Titan@Tech

Events

CSTAR Distinguished Lecture

Dragonfly: In Situ Exploration of Titan’s Organic Chemistry and Habitability

Dr. Elizabeth Turtle, PI of Dragonfly Mission

Thursday, November 19, 6:30 pm

REGISTER: https://primetime.bluejeans.com/a2m/register/rgyxupxq

Saturn’s largest moon, Titan, is an Ocean World with a dense atmosphere, abundant complex organic material on its icy surface, and a liquid-water ocean in its interior. The joint NASA-ESA Cassini-Huygens mission revealed Titan to be surprisingly Earth-like, with active geological processes and opportunities for organic material to have mixed with liquid water on the surface in the past. These attributes make Titan a singular destination to seek answers to fundamental questions about what makes a planet or moon habitable and about the pre-biotic chemical processes that led to the development of life here on Earth.

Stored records
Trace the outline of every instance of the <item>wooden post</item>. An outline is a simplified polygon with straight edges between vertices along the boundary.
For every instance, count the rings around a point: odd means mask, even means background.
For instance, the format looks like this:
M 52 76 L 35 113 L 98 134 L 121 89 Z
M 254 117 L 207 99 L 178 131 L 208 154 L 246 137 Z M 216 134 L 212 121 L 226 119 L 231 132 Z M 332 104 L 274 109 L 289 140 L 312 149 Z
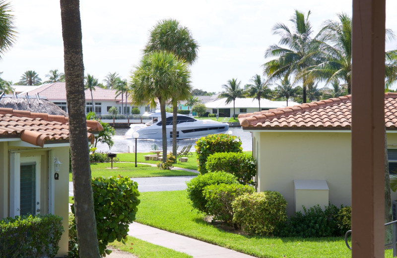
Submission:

- Exercise description -
Carry on the Dragonfly lecture announcement from its last sentence, adding another paragraph in the same style.

- Answer to this exercise -
NASA’s Dragonfly New Frontiers mission is a rotorcraft lander designed to perform wide-ranging in situ investigation of the chemistry and habitability of this fascinating extraterrestrial environment. Taking advantage of Titan’s dense atmosphere and low gravity, Dragonfly can fly from place to place, exploring diverse geological settings to measure the compositions of surface materials and observe Titan’s geology and meteorology. Dragonfly will make multidisciplinary science measurements at dozens of sites, traveling ~150 km during a 3-year mission to characterize Titan’s habitability and determine how far organic chemistry has progressed in environments that provide key ingredients for life.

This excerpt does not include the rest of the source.